• **Selected excerpt**

--- Start ---

This comparator should be provided if the equivalence rules for keys for sorting the intermediates are different from those for grouping keys before each call to Reducer.reduce(WritableComparable, java.util.Iterator, OutputCollector, Reporter).

For key-value pairs (K1,V1) and (K2,V2), the values (V1, V2) are passed in a single call to the reduce function if K1 and K2 compare as equal.

Since setOutputKeyComparatorClass(Class) can be used to control how keys are sorted, this can be used in conjunction to simulate secondary sort on values.

Note: This is not a guarantee of the reduce sort being stable in any sense. (In any case, with the order of available map-outputs to the reduce being non-deterministic, it wouldn't make that much sense.)

theClass - the comparator class to be used for grouping keys. It should extend WritableComparator.
See Also:


public Class<? extends Writable> getOutputValueClass()
Get the value class for job outputs.

the value class for job outputs.


public void setOutputValueClass(Class<? extends Writable> theClass)
Set the value class for job outputs.

theClass - the value class for job outputs.


public Class<? extends Mapper> getMapperClass()
Get the Mapper class for the job.

the Mapper class for the job.


public void setMapperClass(Class<? extends Mapper> theClass)
Set the Mapper class for the job.

theClass - the Mapper class for the job.


public Class<? extends MapRunnable> getMapRunnerClass()
Get the MapRunnable class for the job.

the MapRunnable class for the job.


public void setMapRunnerClass(Class<? extends MapRunnable> theClass)
Expert: Set the MapRunnable class for the job. Typically used to exert greater control on Mappers.

theClass - the MapRunnable class for the job.


public Class<? extends Partitioner> getPartitionerClass()
Get the Partitioner used to partition Mapper-outputs to be sent to the Reducers.

the Partitioner used to partition map-outputs.


public void setPartitionerClass(Class<? extends Partitioner> theClass)
Set the Partitioner class used to partition Mapper-outputs to be sent to the Reducers.

theClass - the Partitioner used to partition map-outputs.


public Class<? extends Reducer> getReducerClass()
Get the Reducer class for the job.

the Reducer class for the job.


public void setReducerClass(Class<? extends Reducer> theClass)
Set the Reducer class for the job.

theClass - the Reducer class for the job.


public Class<? extends Reducer> getCombinerClass()
Get the user-defined combiner class used to combine map-outputs before being sent to the reducers. Typically the combiner is same as the the Reducer for the job i.e. getReducerClass().

--- End ---

• **Given task 1**
Extract every line of the records that contains the string "finger", treating uppercase and lowercase as different.
The text and the records come from unrelated sources.

• **Supplied material**
--- Start ---

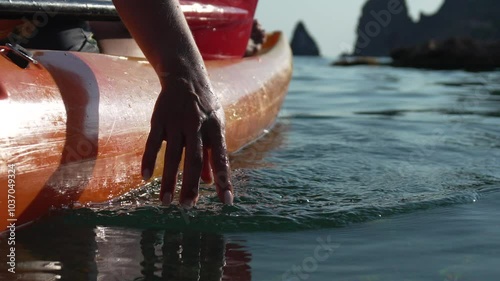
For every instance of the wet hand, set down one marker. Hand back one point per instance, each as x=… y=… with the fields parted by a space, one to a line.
x=188 y=115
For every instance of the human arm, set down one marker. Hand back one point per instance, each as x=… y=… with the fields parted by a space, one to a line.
x=187 y=112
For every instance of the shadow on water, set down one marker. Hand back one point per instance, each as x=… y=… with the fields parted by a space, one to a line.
x=58 y=250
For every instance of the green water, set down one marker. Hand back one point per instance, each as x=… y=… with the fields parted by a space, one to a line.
x=371 y=173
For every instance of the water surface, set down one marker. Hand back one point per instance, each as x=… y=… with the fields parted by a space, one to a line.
x=371 y=173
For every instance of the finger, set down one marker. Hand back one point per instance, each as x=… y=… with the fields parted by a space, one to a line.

--- End ---

• **Given task 2**
Quote the stretch of the job configuration text from "public void setPartitionerClass(Class<?" through "Get the Reducer class for the job.".

• **Correct output 1**
For every instance of the finger, set down one marker. Hand back one point per instance, each as x=… y=… with the fields parted by a space, one to a line.

• **Correct output 2**
public void setPartitionerClass(Class<? extends Partitioner> theClass)
Set the Partitioner class used to partition Mapper-outputs to be sent to the Reducers.

theClass - the Partitioner used to partition map-outputs.


public Class<? extends Reducer> getReducerClass()
Get the Reducer class for the job.